Preguntas -
[A] Indique si cada afirmación coincide con el texto sobre cómo recuperarse del cansancio. Responda sí o no y cite las palabras del texto que lo deciden: (i) los pies deben estar juntos, con los talones y los dedos gordos tocándose; (ii) el ejercicio solo puede hacerse de pie; (iii) la pausa dura cinco pulsaciones.
[B] Según el texto sobre cómo recuperarse del cansancio, ¿qué respiración se hace al final?

Documento fuente -
Si se encuentra usted cansado, o si sus energías se han visto sometidas a un repentino desgaste, he aquí la manera más rápida de recuperarse. De nuevo le digo que no importa que esté de pie o sentado, pero tenga los pies juntos tocándose los talones y los dedos gordos. Entonces entrelace sus manos. Respire rítmicamente varias veces con una inhalación profunda y una exhalación lenta. Luego haga usted una pausa durante tres pulsaciones.

Finalmente, haga la respiración de limpieza. Notará usted que le ha desaparecido todo el cansancio.

(Datos de señalamiento de regiones)
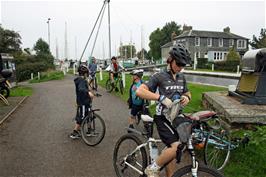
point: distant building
(213, 45)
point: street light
(48, 31)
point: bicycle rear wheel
(109, 86)
(217, 150)
(202, 172)
(126, 162)
(121, 87)
(92, 129)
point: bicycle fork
(195, 164)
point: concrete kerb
(8, 114)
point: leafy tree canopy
(160, 37)
(10, 41)
(259, 42)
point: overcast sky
(128, 19)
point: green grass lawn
(244, 162)
(20, 91)
(47, 76)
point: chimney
(173, 36)
(187, 28)
(227, 29)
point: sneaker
(152, 172)
(75, 134)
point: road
(34, 141)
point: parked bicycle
(130, 156)
(117, 85)
(4, 83)
(93, 127)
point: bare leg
(167, 155)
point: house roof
(212, 34)
(167, 45)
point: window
(209, 42)
(241, 44)
(220, 42)
(231, 42)
(197, 41)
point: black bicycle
(130, 157)
(117, 85)
(93, 127)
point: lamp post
(48, 22)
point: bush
(23, 71)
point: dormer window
(209, 42)
(197, 41)
(220, 42)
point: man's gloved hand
(184, 100)
(165, 101)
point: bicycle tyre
(5, 91)
(121, 87)
(92, 138)
(109, 86)
(118, 162)
(186, 171)
(217, 155)
(95, 83)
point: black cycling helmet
(83, 69)
(180, 54)
(138, 72)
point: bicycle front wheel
(217, 150)
(109, 86)
(202, 172)
(127, 160)
(92, 130)
(121, 87)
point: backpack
(129, 100)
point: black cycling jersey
(82, 95)
(168, 86)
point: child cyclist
(83, 99)
(135, 103)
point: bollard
(238, 69)
(101, 74)
(124, 79)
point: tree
(260, 42)
(10, 41)
(140, 54)
(125, 51)
(41, 47)
(160, 37)
(233, 55)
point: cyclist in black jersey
(83, 99)
(171, 85)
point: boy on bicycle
(171, 85)
(114, 68)
(92, 72)
(135, 103)
(83, 99)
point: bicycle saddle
(146, 118)
(202, 115)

Ejercicio resuelto -
[A]
(i) Sí: «tenga los pies juntos tocándose los talones y los dedos gordos».
(ii) No: «no importa que esté de pie o sentado».
(iii) No: «haga usted una pausa durante tres pulsaciones».

[B] La respiración de limpieza.